Task to complete
Gather every line in the records below that contains the string "water". Case counts.

Dataset records
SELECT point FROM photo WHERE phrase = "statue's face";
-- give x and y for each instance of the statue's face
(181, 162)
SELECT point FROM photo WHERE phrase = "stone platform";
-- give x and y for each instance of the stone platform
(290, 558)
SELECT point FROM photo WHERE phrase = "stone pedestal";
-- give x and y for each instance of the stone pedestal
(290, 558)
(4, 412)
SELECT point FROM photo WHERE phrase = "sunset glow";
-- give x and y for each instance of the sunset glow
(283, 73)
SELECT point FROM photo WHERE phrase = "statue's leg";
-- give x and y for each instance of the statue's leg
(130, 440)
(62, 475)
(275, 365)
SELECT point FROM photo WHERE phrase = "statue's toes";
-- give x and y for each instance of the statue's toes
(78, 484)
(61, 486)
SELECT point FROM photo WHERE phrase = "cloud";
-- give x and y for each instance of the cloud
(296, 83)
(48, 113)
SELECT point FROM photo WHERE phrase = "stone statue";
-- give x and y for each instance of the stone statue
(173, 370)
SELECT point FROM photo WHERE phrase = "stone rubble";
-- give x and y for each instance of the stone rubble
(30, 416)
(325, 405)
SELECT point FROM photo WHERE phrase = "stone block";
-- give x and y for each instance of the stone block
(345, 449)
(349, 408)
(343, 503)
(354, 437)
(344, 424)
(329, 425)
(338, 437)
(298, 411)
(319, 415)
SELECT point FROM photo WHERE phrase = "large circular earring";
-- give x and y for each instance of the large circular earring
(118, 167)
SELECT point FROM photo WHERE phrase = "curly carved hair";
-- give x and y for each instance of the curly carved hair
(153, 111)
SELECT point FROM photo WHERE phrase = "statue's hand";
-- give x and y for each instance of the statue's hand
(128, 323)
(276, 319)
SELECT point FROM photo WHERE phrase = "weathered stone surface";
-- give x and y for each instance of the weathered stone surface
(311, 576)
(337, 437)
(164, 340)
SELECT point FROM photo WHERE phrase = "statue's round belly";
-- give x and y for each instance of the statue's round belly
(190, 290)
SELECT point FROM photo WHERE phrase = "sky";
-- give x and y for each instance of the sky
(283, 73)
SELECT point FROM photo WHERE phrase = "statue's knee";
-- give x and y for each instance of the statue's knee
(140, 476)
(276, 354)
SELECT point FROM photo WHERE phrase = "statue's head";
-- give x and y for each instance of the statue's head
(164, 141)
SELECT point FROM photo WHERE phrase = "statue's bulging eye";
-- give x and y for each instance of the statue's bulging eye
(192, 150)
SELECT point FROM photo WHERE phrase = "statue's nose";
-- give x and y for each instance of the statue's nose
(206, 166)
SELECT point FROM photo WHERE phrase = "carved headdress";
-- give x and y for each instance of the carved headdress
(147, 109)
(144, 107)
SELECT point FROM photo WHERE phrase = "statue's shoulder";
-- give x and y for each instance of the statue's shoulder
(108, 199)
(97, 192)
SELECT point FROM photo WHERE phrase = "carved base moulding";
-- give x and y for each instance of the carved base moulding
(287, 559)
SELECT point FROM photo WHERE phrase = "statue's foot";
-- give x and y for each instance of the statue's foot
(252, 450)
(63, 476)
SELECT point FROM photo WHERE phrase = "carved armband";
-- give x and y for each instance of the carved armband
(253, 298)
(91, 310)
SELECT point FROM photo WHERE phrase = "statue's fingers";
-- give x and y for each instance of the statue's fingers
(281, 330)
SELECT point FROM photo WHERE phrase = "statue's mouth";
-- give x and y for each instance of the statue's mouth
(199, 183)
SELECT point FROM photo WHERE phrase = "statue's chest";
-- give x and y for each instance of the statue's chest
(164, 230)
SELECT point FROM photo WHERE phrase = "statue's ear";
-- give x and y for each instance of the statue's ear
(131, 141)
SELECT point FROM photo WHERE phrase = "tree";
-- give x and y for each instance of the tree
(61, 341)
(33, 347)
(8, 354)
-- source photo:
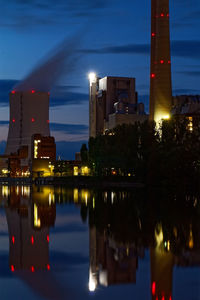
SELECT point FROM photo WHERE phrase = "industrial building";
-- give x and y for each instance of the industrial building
(160, 76)
(113, 101)
(29, 134)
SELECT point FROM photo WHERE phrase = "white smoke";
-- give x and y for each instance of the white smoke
(60, 61)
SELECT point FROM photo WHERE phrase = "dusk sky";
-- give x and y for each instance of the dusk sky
(108, 37)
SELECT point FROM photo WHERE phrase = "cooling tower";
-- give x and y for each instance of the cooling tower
(160, 85)
(29, 114)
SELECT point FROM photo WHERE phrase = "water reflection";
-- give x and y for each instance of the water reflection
(123, 227)
(29, 214)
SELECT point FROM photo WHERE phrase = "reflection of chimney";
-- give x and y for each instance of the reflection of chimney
(29, 242)
(110, 262)
(161, 274)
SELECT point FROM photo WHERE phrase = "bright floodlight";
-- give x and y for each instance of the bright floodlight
(92, 77)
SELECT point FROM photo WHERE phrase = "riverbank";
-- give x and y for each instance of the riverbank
(75, 181)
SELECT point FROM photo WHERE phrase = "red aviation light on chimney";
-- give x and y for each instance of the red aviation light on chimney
(12, 268)
(32, 269)
(153, 288)
(32, 240)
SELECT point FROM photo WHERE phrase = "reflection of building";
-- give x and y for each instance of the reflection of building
(161, 274)
(111, 262)
(28, 225)
(113, 101)
(160, 81)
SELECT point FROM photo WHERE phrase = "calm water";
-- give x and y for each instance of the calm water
(58, 243)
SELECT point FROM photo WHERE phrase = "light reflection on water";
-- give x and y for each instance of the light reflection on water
(70, 243)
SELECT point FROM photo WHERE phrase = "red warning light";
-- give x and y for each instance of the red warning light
(12, 268)
(32, 269)
(153, 288)
(32, 240)
(13, 239)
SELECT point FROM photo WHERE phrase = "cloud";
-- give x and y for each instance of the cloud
(60, 95)
(69, 128)
(18, 14)
(182, 48)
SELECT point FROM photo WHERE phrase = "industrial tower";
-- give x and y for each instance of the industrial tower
(160, 77)
(29, 115)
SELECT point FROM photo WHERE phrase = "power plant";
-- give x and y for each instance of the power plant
(29, 114)
(160, 77)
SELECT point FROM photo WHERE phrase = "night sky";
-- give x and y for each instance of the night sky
(111, 38)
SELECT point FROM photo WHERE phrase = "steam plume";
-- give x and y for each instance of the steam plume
(59, 61)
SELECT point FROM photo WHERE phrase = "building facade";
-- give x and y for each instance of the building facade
(113, 101)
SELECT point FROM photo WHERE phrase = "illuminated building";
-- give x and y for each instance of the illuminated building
(43, 147)
(160, 77)
(112, 102)
(187, 106)
(29, 114)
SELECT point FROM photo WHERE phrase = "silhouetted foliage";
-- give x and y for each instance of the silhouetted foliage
(169, 153)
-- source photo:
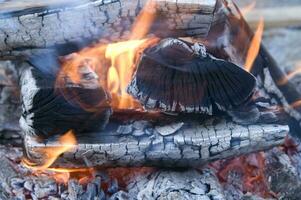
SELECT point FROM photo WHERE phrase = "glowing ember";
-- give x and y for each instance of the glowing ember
(122, 56)
(245, 10)
(66, 143)
(115, 75)
(254, 46)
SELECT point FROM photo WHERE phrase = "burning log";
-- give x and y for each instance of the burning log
(188, 79)
(189, 183)
(183, 142)
(48, 110)
(30, 27)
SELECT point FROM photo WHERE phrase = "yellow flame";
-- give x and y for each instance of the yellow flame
(254, 46)
(245, 10)
(290, 75)
(66, 143)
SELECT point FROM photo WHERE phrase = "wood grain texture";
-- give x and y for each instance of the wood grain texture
(45, 26)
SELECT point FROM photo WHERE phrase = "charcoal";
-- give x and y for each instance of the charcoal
(48, 110)
(120, 195)
(113, 187)
(177, 76)
(169, 129)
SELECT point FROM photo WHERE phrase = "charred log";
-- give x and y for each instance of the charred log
(188, 79)
(183, 142)
(50, 110)
(36, 27)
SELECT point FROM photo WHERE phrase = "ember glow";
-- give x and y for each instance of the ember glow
(113, 63)
(245, 10)
(254, 46)
(67, 142)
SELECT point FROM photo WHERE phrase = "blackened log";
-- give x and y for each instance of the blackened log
(183, 142)
(10, 109)
(186, 184)
(188, 79)
(44, 25)
(50, 109)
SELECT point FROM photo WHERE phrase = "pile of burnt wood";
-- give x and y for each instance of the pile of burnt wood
(200, 104)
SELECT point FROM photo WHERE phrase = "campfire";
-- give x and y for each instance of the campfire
(181, 98)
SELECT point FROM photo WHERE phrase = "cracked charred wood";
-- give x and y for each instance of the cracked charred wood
(35, 26)
(188, 184)
(188, 79)
(10, 110)
(53, 104)
(230, 37)
(182, 142)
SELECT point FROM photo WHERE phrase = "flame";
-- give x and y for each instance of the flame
(245, 10)
(115, 76)
(66, 143)
(254, 46)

Expected answer
SELECT point FROM photo WHERE phrase = "water reflection";
-- give x and y for each instance of the water reflection
SELECT point FROM photo WHERE phrase = "calm water";
-- give x and y for each instance of the calm water
SELECT point FROM photo WHERE phrase = "light reflection on water";
-- give x and y for each instance of the light reflection on water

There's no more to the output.